══ Stored data

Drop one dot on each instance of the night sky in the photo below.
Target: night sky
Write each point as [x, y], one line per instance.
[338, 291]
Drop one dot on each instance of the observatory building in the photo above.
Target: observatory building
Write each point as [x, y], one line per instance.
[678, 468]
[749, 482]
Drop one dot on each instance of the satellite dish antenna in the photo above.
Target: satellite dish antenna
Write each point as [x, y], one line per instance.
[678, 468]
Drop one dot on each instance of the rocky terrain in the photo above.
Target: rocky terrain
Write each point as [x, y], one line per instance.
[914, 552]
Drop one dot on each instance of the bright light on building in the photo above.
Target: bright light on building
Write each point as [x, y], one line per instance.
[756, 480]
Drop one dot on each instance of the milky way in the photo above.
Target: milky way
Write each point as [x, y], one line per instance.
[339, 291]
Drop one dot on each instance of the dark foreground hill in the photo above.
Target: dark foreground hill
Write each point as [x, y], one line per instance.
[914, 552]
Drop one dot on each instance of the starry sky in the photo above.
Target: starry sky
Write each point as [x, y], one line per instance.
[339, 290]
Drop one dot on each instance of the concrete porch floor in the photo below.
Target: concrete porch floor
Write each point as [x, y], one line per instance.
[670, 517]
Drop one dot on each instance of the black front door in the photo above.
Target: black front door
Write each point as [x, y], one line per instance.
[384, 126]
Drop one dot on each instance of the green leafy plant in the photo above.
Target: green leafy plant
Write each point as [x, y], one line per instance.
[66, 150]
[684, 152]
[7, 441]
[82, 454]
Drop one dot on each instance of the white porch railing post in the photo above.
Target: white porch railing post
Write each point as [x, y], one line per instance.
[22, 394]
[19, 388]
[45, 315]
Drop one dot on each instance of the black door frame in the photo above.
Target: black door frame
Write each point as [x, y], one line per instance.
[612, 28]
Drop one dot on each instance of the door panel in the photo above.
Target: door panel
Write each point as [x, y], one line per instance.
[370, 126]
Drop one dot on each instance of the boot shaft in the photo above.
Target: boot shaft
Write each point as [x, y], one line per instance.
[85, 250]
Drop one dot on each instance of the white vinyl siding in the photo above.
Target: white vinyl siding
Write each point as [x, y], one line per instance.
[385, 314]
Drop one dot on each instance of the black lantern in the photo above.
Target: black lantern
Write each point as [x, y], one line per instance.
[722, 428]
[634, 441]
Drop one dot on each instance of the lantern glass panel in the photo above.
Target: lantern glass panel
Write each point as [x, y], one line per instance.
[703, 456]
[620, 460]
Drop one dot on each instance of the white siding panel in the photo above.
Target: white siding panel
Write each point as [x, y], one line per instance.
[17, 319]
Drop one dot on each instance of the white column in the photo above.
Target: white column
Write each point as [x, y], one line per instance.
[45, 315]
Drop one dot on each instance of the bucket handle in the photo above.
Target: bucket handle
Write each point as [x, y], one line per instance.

════

:: Exercise goal ::
Rewrite the lines from the one containing "Drop one dot on each instance of the bucket" through the end of the data, inclusive, as a Markdown table with the columns Row and Line. Number each row and skip any blank lines.

:: Solution for this problem ::
| Row | Line |
|---|---|
| 1 | Drop one dot on each instance of the bucket handle in the photo above. |
| 2 | Target: bucket handle |
| 3 | Write each point as [x, y], one line per instance. |